▸ **Assignment**: Write out all the data verbatim. Skip images.

▸ **Data to process**:
▬▬▬▬▬▬▬▬▬▬

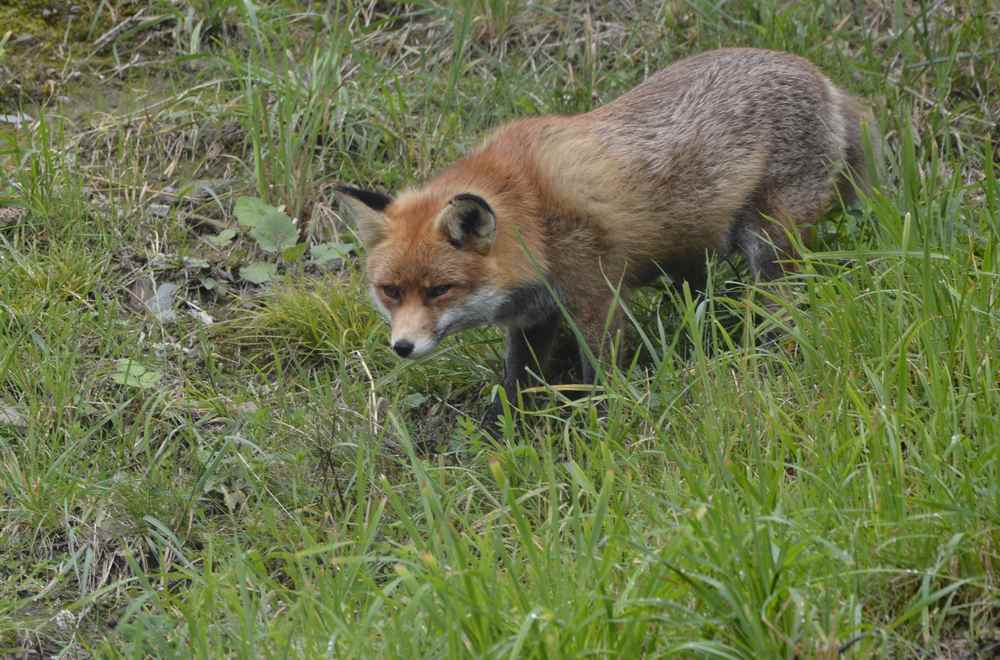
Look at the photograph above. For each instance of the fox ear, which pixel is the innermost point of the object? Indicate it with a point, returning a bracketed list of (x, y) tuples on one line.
[(468, 222), (367, 209)]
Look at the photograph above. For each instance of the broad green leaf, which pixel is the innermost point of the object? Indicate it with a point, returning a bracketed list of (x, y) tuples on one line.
[(251, 210), (132, 374), (259, 272), (223, 238), (294, 253), (275, 232)]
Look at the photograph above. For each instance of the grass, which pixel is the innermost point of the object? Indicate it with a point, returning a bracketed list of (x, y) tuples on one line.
[(259, 476)]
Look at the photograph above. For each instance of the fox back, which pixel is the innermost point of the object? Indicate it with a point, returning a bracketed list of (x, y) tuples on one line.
[(721, 152)]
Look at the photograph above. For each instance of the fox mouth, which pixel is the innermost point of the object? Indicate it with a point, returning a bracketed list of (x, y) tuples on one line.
[(415, 349)]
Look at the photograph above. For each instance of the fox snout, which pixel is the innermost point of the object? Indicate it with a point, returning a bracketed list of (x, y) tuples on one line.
[(410, 337), (412, 347)]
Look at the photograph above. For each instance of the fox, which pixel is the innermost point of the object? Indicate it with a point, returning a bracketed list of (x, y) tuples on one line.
[(724, 152)]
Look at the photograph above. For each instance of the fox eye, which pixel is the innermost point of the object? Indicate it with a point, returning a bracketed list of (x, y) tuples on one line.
[(438, 291)]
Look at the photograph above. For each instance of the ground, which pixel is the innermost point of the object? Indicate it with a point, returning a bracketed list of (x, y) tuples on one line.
[(207, 448)]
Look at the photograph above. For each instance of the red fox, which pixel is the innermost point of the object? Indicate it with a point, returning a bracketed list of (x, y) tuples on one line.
[(699, 158)]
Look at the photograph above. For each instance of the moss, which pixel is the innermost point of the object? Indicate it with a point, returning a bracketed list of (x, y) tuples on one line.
[(43, 33)]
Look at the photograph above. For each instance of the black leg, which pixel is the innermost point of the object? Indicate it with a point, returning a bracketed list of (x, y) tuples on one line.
[(526, 348)]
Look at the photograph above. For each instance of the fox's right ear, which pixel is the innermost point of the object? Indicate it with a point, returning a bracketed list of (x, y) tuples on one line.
[(367, 209)]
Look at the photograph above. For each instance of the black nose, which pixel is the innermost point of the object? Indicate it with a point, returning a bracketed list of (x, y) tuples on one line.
[(403, 347)]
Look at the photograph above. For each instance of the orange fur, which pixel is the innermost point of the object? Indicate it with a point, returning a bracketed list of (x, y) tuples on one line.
[(694, 160)]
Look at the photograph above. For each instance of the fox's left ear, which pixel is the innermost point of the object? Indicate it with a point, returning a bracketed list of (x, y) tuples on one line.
[(468, 222), (367, 209)]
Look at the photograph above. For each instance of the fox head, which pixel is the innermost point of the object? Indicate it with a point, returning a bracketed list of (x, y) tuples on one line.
[(428, 263)]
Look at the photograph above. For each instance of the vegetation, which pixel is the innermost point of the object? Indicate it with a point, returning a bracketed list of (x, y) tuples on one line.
[(206, 447)]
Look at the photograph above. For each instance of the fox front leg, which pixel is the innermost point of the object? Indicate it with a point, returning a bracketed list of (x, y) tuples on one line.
[(526, 348)]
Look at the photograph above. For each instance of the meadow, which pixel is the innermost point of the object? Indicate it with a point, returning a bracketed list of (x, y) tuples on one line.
[(207, 448)]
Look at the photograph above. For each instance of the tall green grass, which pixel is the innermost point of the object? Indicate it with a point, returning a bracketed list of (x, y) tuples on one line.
[(286, 487)]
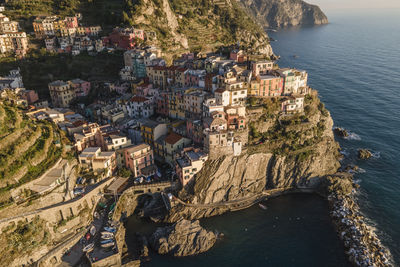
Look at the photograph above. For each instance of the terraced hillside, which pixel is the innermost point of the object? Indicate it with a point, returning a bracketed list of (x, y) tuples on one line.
[(27, 149)]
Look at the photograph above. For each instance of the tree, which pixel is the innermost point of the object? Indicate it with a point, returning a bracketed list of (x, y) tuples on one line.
[(124, 172)]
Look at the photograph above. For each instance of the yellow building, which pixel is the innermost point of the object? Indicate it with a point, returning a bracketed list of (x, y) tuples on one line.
[(176, 104), (151, 131)]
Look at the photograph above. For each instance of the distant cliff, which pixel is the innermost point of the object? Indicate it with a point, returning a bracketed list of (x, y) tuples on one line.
[(299, 153), (283, 13)]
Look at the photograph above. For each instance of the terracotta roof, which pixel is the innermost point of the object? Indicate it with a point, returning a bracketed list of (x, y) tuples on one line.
[(173, 138), (159, 68), (181, 69), (78, 123), (220, 90), (138, 99)]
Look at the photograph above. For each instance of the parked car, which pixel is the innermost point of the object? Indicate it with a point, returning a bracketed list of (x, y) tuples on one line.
[(139, 180), (79, 191)]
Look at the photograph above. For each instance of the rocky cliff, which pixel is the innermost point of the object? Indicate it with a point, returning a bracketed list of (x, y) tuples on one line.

▬▬▬▬▬▬▬▬▬▬

▸ **Result of the exercise**:
Look at the photograph above. For each instance of the fox ear, which pixel is the innermost point of the object? Indicate it with a point, returning a bracketed list of (x, y) tuples on one line.
[(468, 222), (367, 209)]
Look at the photograph above. For each instance of the broad green leaf, which pixel is the innermost point of the object? Indicate it with a point, returning a bracketed list of (x, y) tuples on one line.
[(251, 210), (132, 374), (259, 272), (223, 238), (294, 253), (275, 232)]
Look at the photograph above. For each instance of the grass, which pixel is the innermost point of the object? Indicate it with a point, returning a bracketed list of (x, y) tuples on one line.
[(259, 476)]
Look at the photograph above. For each instance of the fox back, which pixel is the innermost point of the object? Indicate it with a point, returning a bracketed list of (x, y) tuples on one line.
[(721, 152)]
Look at the photograph above. For each instance of the fox mouth, which pixel is the innermost point of the object? Indicate it with a point, returning a bracketed list of (x, y) tuples on one line.
[(415, 349)]
Look at the photograph above. For each instance of the fox snout, which pixel is the innermost point of the object? Indicate it with a point, returning a bracketed list of (x, y) tuples on one line.
[(410, 337), (412, 347)]
Look at the photograph above. For each instance of the fox, which pixel is the innermost point of the object? Indicate it with a point, returning a bracketed list of (x, y) tuples on one line.
[(724, 152)]
Look at the photograph above. For each instance of the fox eye, which pixel is the innermost point of the object? Indicate it with a point, returning a bracketed list of (x, y) tuples on one line.
[(438, 291)]
Look at the photograph above. For each instance of the ground, which pixel is the innermost point of the object? Indicate it with a point, returning a bracketed list of (x, y) tuples on one line.
[(207, 448)]
Look at the photograph above. For each instance of the red fox, which pixel is the innermost point of the object? Indicate it with a point, returning a bracketed list of (x, y) tuples on one line.
[(699, 158)]
Look at the photograph above. For each instance of the moss, which pixel is the innermost point of the object? Indicate it with a point, returning a bracketed list of (x, y) tuples on one line.
[(43, 33)]
Look at the photograph above. For each instance of the black leg, which pixel is the innermost point of the object? Indicate it with a point, returning a bracketed list of (x, y) tuples on one line.
[(526, 348)]
Look at the photograph above. For each instance of the fox's right ear, which pixel is the innermost point of the object? Indicate it with a point, returning a bracketed list of (x, y) tuples on one line.
[(367, 209)]
Look at the photograph above. For each instance of the black nose, which pixel is the innermost point of the object? Indicate it with a point, returning a bracketed list of (x, y) tuples on one line.
[(403, 347)]
Look at the photograph above. For each instance of the orange fur, which pixel is the innermost point of the object? Indicate it with a point, returning a bracketed list of (x, y) tuples on one line.
[(694, 160)]
Look at the photograph above. For each instance of the fox's left ear, which pixel is the innermost point of the object? Indicate it with a point, returning a bracketed list of (x, y) tuples on one line.
[(468, 222), (367, 209)]
Look at the photograph above. For each instance of the fox head, which pixel is the innermost point of the object? Indicate it with a point, returning a bracketed list of (x, y) tuples on one line.
[(428, 263)]
Look at the photograph above. For each instance of the vegetation, which pixel is the innermost point of the object? Indicate it with a point, returning a bracketed list of (x, y) tuples on one line.
[(206, 447)]
Look at the photograph above. For each instance of the fox front leg, which pixel is the innermost point of the object? Indicate it with a point, returning a bracketed list of (x, y) tuples on one line.
[(526, 348)]
Look at the photograph above. For each instance of the meadow, which pixel is the innermost point of the object? Indicate it with a point, returning a bracketed list of (x, y) tuples on one line.
[(207, 448)]
Look at the photograph above. For each instance of the tall green grass, which pixel is the innermost point of the object? Indicate it with a point, returning a bracketed list of (x, y) tuples on one line.
[(286, 487)]
Look at the photograph above. For each instance of the terraced hillside, which pixel is the innermost point of the object? Indicate it with a point, returning a bracketed list of (x, y) tuples on one line.
[(27, 149)]
Look at the photograph above. For each instance of the tree, which pixel is the innermost point of the object? Indicate it with a point, returning a bracketed list of (x, y) tuples on one line.
[(124, 172)]
Look at the photograph above. For each instance of the yellow building, which pixel is the innermost point of the object? Indicate it with a point, returning a bracketed list of (x, y) tuples on one line.
[(176, 104), (151, 131)]
Look at the photograph above. For each instance of the distant cliff, which pixel is the innermost point of the object? Indicate it with a point, returning a bracketed list of (x, y) tuples on one line.
[(299, 153), (283, 13)]
Look at the photograph above. For each instance of the terracotta roof, which pixel is the innermost point of the object? Indicate it with a point, returning a bracketed list of (x, y) tuples on one line.
[(173, 138), (159, 68), (181, 69), (78, 123), (220, 90), (138, 99)]
Look at the photograph above. For each instance of the parked car, which pixel is the innermost point of the object? Indicate it with a point, returning a bracketed list of (x, y) tuples on one line.
[(139, 180), (79, 191)]
Look at the photograph above. For each instance of the rocky cliff, which pixel is the innermost point of the object? Indicate it with a point, returning a bracketed list of (x, y) tuples on one line.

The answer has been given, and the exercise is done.